» PROBLEM TO WORK ON: In the tank car thread, which four kinds of black paint does Lee Willis plan to use when repainting the cars?

» EXTRACT:
# Fifteen Fine Tankcars!



## Lee Willis (Jan 1, 2014)

I mentioned on the threads about the Menards boxcars, how much I wanted a whole train of tankcars but at Menards prices. I've had a very specific picture in my mind of a long train of weathered black tank cars.

These are exactly what I wanted: fifteen MTH Railking 1/48 scale or so close I can't tell (11.5 inches long, height and width to match) ten of eleven thousand gallon single dome tank cars. I paid about 60% more than Menards prices, but got more detail (separately applied ladders, railings, fitings, etc), slightly smoother couplers, and really good bearings - these things roll off on their own down a very gentle slope where many other cars don't. 

Patrick of Patrick's Trains worked with me on this and I can't say enough about how happy I am with that. I didn't even try to sort through 54+ pages of tank cars on his website. I just explained what I wanted and gave him the budget I had in mind. He found me eight colorful "Old Frothingslosh" beer cars and seven Texas Railcar Supply cars at just a bit over what I wanted to spend. Close enough.

















I'm going to repaint these all with _four _"shades" of black using rattle cans: semi-gloss (gloss is too glossy), satin, flat, and barbeque grill black, relabel them all in my own fictional livery, and then slightly weather them. But they look pretty neat now, if a bit - no much - too colorful.


----------



## Bob Phillips (Nov 25, 2014)

I like long trains. Tank cars look very good as is. like color.
Bob P


----------



## rdeal (Mar 6, 2013)

Mr Lee - fun photos - looks great and will look better when you finish

nice work

maybe one should keep one - just one - "Olde Frtothingslosh"
this car is so cool

i also like tank cars - i have all the Lionel Christmas tank cars except the
following two tank cars from the “Santa Flyer Set”

2011	3-Dome Santa Flyer Hot Coco Tank Car
2011	3-Dome Candy Cain/Lionel Peppermint Co (Red on White)	

rdeal


----------



## Wood (Jun 9, 2015)

*Canon City RR*

I like that steamer. No tender? Is it an oiler? I think I remember that engine as one of your customizations. 

Any tank car pulled behind a western steamer should be grimy black. And, did I read the name correctly, on the engine, as Canon City? 

Patrick's trains has been good to you in getting that collection at a good price. 60% above Menard's is not bad for detailed MTH rolling stock.


----------



## Guest (Jun 30, 2015)

Lee, looks great!!

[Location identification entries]
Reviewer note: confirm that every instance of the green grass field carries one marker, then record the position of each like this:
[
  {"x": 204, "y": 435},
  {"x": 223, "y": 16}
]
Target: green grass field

» EXERCISE RESULT: Semi-gloss, satin, flat, and barbeque grill black.